DESCRIPTION OF THE TASK >> Print, unchanged, everything from the line containing "Trace the outline of every instance of the <item>window" down to the line containing "94), (166, 123)]", including both of those lines.

RAW RECORDS >>
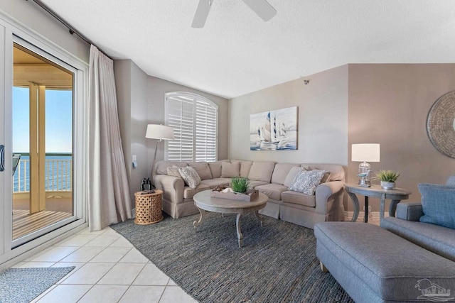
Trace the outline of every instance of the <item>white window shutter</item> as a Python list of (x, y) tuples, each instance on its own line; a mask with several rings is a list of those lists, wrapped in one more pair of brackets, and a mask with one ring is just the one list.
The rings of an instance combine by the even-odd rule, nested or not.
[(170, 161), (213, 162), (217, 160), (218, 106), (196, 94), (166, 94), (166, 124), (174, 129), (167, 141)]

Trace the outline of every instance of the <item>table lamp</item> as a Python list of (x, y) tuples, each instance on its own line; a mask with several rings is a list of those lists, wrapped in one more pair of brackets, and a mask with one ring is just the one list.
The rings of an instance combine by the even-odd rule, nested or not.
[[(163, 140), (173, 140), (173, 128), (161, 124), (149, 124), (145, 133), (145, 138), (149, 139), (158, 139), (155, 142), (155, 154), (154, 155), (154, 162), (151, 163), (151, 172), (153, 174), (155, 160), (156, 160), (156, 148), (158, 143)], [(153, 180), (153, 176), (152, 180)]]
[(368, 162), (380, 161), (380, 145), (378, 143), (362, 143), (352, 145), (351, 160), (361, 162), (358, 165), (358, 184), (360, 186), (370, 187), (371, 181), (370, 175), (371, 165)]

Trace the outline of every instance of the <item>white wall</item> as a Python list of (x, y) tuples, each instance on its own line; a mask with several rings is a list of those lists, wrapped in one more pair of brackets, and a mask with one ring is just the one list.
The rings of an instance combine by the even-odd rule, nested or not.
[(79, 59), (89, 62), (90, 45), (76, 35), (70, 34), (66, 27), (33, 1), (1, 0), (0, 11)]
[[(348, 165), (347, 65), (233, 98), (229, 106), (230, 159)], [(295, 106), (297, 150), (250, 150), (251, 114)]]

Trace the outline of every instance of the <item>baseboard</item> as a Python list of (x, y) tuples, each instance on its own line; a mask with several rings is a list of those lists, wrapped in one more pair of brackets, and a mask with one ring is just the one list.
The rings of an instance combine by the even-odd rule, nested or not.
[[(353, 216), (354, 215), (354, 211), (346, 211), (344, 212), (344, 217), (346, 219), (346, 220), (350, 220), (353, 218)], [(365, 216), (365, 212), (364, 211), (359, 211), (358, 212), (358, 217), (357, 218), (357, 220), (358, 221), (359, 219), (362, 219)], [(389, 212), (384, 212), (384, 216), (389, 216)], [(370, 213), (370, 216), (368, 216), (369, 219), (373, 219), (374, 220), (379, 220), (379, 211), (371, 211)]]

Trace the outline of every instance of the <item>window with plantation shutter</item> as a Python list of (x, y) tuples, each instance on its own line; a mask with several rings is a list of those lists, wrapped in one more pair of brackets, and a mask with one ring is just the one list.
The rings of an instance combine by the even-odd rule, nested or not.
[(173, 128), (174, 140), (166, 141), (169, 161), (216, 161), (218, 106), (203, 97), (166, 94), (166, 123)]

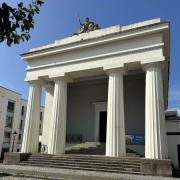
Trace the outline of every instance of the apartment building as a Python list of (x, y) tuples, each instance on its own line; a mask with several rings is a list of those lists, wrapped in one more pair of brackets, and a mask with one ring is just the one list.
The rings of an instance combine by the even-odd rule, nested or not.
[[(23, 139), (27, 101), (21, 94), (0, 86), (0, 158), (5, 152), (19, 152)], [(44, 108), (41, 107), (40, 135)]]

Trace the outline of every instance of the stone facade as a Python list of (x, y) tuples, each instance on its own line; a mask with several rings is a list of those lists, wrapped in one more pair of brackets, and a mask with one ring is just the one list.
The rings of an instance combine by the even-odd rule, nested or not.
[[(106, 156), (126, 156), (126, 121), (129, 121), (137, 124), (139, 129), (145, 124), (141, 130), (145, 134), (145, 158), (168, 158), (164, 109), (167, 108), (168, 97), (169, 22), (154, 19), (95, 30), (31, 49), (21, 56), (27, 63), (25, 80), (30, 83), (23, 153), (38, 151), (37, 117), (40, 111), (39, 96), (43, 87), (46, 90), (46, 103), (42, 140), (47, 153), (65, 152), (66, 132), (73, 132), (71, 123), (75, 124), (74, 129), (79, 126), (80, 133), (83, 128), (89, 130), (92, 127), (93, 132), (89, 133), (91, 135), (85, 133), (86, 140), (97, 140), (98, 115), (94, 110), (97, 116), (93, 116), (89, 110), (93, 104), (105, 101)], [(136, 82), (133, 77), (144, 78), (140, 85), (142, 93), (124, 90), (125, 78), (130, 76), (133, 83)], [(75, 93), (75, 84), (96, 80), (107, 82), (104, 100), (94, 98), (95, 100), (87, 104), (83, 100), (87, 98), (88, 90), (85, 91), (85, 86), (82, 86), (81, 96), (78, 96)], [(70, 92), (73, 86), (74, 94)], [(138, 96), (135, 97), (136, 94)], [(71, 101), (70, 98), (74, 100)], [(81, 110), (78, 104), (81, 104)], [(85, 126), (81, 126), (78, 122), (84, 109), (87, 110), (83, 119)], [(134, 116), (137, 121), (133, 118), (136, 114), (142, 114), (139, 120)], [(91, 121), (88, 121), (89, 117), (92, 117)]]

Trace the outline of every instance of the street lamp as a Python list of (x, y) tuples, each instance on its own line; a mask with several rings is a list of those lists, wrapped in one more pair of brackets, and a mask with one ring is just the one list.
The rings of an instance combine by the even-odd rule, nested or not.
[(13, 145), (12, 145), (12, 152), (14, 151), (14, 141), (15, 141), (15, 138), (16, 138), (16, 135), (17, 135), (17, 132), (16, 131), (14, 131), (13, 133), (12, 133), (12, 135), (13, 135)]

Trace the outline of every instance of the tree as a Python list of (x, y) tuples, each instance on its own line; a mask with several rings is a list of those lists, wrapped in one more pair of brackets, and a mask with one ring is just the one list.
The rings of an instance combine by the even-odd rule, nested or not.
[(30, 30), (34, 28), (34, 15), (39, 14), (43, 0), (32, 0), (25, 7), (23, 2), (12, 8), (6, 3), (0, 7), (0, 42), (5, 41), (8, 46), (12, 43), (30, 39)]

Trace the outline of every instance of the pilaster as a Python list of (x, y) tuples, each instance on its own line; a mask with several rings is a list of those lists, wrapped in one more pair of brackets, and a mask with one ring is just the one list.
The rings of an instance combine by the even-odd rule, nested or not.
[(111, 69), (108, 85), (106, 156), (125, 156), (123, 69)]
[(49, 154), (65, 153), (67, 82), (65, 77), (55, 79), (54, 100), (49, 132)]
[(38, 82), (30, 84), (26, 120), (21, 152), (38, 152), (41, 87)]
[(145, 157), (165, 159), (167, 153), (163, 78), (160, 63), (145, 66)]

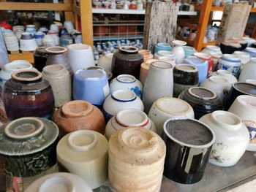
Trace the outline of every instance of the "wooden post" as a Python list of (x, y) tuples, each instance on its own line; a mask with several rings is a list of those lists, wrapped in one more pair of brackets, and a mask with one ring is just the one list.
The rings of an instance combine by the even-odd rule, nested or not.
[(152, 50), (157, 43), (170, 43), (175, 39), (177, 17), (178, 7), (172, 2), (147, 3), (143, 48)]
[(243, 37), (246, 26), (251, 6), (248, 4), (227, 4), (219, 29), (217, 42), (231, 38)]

TASK OUTPUT >>
Trace the outline of every instance of the <item>window with plantation shutter</item> as a Python list of (x, y) tuples, each instance on its own line; a mask with several rings is a list of those lists, wrapped in one more pair of brackets, and a mask with one ring is just the one list.
The rings of an instance combine by the even-odd rule, nested or not.
[(173, 128), (174, 140), (166, 141), (169, 161), (216, 161), (218, 106), (203, 97), (166, 94), (166, 123)]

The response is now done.